* Task goal: Reproduce the material verbatim, from the line containing "e.g. [(327, 144)]" through the line containing "[(528, 366), (529, 341), (528, 419), (526, 315), (528, 391)]", both lines included.

* Data for the task:
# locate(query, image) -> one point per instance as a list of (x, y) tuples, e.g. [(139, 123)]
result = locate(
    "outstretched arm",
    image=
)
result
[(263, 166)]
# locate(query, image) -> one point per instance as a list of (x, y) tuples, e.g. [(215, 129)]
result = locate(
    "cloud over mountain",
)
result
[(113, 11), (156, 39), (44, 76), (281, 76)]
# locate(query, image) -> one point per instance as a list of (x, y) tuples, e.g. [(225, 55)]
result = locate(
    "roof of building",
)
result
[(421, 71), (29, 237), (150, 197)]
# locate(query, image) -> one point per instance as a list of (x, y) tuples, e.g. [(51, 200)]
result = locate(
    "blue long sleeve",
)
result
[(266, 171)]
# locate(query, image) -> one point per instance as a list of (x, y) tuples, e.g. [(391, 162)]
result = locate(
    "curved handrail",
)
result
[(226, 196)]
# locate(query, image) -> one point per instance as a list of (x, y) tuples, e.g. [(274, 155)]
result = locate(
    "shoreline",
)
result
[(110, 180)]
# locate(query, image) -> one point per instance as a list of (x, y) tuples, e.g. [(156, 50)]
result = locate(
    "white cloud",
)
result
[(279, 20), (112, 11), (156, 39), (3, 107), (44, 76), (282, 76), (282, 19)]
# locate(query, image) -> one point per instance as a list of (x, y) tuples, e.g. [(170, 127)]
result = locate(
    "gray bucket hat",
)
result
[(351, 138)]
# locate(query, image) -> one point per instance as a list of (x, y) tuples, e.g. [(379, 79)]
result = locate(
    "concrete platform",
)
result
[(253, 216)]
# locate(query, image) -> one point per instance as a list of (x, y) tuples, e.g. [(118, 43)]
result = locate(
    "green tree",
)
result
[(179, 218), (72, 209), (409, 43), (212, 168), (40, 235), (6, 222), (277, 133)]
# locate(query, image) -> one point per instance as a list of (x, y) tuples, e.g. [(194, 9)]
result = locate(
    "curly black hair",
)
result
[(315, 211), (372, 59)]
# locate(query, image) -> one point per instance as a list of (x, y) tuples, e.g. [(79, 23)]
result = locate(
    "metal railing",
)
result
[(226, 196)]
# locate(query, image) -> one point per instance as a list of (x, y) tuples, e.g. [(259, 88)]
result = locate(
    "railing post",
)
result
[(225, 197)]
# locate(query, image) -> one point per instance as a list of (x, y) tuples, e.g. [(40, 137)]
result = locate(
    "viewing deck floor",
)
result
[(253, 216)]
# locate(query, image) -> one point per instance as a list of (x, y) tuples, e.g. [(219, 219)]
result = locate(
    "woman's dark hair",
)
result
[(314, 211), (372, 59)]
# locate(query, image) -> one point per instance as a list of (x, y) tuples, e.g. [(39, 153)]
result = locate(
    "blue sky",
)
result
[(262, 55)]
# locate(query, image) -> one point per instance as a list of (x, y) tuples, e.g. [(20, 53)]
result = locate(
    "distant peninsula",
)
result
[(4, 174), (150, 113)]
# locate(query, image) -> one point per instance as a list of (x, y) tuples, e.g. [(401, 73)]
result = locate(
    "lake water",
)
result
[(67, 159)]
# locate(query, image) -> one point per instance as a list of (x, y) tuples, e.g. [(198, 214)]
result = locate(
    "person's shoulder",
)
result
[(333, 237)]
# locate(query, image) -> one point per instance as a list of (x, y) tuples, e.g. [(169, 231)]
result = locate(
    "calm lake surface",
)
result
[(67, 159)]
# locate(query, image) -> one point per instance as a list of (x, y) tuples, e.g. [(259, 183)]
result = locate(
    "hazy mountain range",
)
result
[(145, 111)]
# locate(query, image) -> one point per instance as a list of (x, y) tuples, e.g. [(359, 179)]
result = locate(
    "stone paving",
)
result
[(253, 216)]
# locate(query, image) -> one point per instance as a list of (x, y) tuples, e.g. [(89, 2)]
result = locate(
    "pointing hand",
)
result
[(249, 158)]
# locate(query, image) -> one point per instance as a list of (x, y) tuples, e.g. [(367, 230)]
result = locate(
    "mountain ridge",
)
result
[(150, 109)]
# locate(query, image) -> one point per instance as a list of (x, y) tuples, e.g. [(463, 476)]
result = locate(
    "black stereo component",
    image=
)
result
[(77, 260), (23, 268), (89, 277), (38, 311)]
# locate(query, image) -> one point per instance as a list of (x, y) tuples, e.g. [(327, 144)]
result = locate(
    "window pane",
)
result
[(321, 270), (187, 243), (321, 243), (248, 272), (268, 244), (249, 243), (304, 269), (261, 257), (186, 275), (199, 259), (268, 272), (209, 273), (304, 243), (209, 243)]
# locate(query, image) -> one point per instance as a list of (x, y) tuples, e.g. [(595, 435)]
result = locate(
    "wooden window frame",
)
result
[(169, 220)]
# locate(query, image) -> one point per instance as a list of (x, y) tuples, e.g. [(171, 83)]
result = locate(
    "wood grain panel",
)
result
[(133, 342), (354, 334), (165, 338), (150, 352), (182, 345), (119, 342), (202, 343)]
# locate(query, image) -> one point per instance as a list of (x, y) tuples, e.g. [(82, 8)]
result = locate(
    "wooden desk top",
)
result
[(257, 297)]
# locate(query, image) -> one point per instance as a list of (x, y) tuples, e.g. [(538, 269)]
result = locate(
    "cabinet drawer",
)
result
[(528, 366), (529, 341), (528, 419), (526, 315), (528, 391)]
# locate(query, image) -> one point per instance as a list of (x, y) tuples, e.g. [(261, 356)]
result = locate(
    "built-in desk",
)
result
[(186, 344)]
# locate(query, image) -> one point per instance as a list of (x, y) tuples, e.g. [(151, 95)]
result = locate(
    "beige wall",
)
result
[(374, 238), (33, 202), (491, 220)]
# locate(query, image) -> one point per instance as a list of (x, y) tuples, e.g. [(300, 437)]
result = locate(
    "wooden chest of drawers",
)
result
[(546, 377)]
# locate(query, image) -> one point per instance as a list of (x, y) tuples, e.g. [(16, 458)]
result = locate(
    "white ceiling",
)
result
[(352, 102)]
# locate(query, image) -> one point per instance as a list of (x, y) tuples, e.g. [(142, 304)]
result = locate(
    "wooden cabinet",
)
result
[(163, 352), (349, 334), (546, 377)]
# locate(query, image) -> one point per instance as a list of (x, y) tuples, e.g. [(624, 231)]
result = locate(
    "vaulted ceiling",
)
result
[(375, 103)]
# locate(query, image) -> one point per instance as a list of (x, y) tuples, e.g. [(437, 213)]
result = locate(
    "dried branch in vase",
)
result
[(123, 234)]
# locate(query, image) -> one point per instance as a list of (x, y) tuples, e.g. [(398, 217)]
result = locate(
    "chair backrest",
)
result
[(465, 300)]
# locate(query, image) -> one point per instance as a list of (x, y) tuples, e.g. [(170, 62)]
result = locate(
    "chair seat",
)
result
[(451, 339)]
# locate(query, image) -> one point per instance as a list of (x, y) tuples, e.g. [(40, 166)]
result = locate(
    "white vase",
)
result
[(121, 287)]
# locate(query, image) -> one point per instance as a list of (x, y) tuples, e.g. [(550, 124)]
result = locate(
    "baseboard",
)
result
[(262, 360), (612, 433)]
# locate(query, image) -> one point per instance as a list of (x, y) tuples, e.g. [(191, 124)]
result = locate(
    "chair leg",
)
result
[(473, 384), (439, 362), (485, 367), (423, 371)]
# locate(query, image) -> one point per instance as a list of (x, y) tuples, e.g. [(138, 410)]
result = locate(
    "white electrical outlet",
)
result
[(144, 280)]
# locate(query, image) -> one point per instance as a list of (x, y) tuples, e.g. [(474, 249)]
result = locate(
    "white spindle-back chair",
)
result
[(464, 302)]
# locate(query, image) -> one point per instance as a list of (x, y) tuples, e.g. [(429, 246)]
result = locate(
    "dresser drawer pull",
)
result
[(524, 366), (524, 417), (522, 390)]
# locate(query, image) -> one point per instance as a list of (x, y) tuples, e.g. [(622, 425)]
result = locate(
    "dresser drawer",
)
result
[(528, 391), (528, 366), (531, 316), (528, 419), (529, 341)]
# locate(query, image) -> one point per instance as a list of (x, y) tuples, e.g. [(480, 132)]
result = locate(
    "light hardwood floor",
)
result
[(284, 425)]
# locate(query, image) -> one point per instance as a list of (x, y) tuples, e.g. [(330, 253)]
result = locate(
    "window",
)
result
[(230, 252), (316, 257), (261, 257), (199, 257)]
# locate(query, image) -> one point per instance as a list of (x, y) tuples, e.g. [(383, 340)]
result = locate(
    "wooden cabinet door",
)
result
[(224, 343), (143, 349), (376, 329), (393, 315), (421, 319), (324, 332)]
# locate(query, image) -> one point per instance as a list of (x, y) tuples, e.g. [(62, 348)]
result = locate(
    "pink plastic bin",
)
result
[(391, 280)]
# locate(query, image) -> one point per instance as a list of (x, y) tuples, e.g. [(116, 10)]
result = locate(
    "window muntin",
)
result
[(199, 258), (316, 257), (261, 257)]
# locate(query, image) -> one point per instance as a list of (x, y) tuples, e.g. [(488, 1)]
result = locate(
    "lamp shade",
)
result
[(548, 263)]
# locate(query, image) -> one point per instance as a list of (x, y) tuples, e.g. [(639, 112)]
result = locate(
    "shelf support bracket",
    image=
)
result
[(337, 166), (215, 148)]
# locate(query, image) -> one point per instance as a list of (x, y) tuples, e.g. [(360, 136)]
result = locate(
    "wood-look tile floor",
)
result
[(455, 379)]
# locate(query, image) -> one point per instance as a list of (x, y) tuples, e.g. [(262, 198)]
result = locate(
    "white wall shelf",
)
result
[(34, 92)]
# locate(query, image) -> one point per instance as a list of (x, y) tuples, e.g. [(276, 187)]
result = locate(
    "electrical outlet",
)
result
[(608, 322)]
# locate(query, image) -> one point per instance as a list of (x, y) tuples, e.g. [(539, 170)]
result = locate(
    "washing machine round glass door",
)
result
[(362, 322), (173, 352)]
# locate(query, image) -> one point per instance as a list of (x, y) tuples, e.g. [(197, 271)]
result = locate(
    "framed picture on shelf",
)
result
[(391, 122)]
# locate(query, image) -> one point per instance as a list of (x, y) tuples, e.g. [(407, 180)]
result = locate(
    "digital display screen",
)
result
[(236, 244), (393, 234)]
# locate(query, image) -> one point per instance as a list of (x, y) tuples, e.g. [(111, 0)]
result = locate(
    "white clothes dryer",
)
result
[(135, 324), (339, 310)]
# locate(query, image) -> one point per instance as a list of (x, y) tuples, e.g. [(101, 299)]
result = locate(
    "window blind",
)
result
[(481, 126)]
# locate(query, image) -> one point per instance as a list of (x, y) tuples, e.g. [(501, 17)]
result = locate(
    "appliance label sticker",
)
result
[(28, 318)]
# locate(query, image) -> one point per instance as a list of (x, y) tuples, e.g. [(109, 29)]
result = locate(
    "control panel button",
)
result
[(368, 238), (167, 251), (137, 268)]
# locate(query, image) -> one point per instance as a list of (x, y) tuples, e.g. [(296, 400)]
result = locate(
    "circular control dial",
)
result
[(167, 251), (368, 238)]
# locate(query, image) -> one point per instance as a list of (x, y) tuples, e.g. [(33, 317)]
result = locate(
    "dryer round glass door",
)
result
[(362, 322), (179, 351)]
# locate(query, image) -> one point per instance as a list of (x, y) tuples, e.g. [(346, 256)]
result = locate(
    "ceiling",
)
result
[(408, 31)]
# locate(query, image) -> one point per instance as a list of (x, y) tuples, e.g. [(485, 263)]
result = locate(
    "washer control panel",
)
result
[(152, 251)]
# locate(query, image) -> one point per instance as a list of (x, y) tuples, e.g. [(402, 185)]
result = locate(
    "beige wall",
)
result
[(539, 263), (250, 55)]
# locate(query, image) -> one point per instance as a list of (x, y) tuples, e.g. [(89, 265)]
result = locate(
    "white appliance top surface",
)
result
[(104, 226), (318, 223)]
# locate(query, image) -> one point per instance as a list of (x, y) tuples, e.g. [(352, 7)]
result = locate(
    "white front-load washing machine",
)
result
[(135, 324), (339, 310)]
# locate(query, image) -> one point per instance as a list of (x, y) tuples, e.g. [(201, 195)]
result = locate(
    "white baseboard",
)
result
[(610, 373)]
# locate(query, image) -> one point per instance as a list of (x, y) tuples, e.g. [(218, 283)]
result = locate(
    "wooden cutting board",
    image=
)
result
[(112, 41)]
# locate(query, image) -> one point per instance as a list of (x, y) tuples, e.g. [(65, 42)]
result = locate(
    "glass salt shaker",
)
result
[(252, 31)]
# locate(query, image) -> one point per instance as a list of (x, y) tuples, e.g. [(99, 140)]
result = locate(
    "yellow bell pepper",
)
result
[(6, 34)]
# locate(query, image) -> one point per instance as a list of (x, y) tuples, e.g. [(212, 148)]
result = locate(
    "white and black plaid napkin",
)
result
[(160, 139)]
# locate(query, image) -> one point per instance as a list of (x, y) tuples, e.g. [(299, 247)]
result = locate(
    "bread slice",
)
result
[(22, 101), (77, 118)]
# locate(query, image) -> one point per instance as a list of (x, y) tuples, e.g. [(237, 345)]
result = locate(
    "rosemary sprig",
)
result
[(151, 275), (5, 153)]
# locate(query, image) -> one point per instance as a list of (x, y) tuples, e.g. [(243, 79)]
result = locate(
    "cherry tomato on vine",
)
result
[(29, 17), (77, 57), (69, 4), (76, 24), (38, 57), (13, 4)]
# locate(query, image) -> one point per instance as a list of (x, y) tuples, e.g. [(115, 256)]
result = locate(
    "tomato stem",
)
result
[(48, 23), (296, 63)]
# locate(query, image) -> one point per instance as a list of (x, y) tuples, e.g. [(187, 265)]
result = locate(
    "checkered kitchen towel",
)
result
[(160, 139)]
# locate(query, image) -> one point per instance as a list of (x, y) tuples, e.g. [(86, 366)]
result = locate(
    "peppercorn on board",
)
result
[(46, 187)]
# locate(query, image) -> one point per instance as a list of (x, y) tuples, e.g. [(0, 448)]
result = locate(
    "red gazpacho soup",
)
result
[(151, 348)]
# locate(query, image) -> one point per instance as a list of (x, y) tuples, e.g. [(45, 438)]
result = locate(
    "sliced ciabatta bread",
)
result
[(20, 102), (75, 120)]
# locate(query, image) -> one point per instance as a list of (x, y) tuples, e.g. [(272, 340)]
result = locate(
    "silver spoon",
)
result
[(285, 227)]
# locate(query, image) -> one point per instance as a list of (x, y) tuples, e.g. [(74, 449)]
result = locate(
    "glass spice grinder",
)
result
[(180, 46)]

* Expected output:
# locate(query, image) -> one point per instance as a list of (x, y) tuples, e.g. [(327, 144)]
result = locate(
    "window pane",
)
result
[(321, 270), (187, 243), (321, 243), (248, 272), (268, 244), (249, 243), (304, 269), (261, 257), (186, 275), (199, 259), (268, 272), (209, 273), (304, 243), (209, 243)]
# locate(query, image) -> one point per instance as a list of (x, y) tuples, e.g. [(595, 435)]
result = locate(
    "wooden window frame",
)
result
[(169, 220)]
# locate(query, image) -> one point per instance as a list of (x, y) tuples, e.g. [(171, 83)]
result = locate(
    "wood grain panel",
)
result
[(133, 342), (354, 334), (165, 338), (150, 352), (182, 345), (119, 342), (202, 343)]
# locate(query, image) -> one point per instance as a list of (x, y) tuples, e.g. [(82, 8)]
result = locate(
    "wooden desk top",
)
result
[(257, 297)]
# locate(query, image) -> one point per instance as a list of (x, y) tuples, e.g. [(538, 269)]
result = locate(
    "cabinet drawer",
)
result
[(528, 366), (529, 341), (528, 419), (526, 315), (528, 391)]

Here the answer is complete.